My children are having a different experience. Steve's mom has been living with us for four years and over that period of time my children have seen her less and less capable to the point where Steve was holding her up so my daughters could change her pants because she couldn't stand. She is expected to go home any hour now.

Yesterday, the hospice nurse told us that if we turned off the extra oxygen, she would be gone in ten minutes. Steve wanted his brother to get there, so the oxygen concentrator was still going strong all afternoon. We called our kids and by mid-afternoon all the kids except the college student were there along with our grandchildren. Grandma was in the room off the kitchen and kids were running up and downstairs playing and grownups were talking and making dinner and running errands and making phone calls to people in transit--all because Grandma was dying in the next room. 

My granddaughters, four and close to two, got to play with Grandma last summer. When the little girls came into her room, she perked up and poked at them and laughed with them. She did call my daughter who assisted her the most last summer by her great-granddaughter's name, but everyone was okay with that; we got it. When the four-year-old was told that Grandma was dying, she insisted, "I have to see Grandma! I need to ask her why she has to die."

### Dataset excerpts
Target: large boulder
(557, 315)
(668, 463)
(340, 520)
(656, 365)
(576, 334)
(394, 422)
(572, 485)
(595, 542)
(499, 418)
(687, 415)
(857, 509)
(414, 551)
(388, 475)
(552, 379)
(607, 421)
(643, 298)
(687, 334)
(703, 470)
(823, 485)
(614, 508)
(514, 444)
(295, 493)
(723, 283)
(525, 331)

### Task list
• a. Using the passage about Grandma's final days, decide whether each statement agrees with it: (i) Steve's mom has lived with the family for four years; (ii) every one of the kids, including the college student, had arrived by mid-afternoon; (iii) the extra oxygen was turned off during the afternoon. Answer yes or no for each, and quote the words that decide it.
• b. In the passage about Grandma's final days, what did the four-year-old say she needed to ask Grandma?
The data has no connection to the text.

### Full solutions
• a.
(i) Yes: "Steve's mom has been living with us for four years"
(ii) No: "all the kids except the college student were there"
(iii) No: "the oxygen concentrator was still going strong all afternoon"

• b. She needed to ask Grandma why she has to die.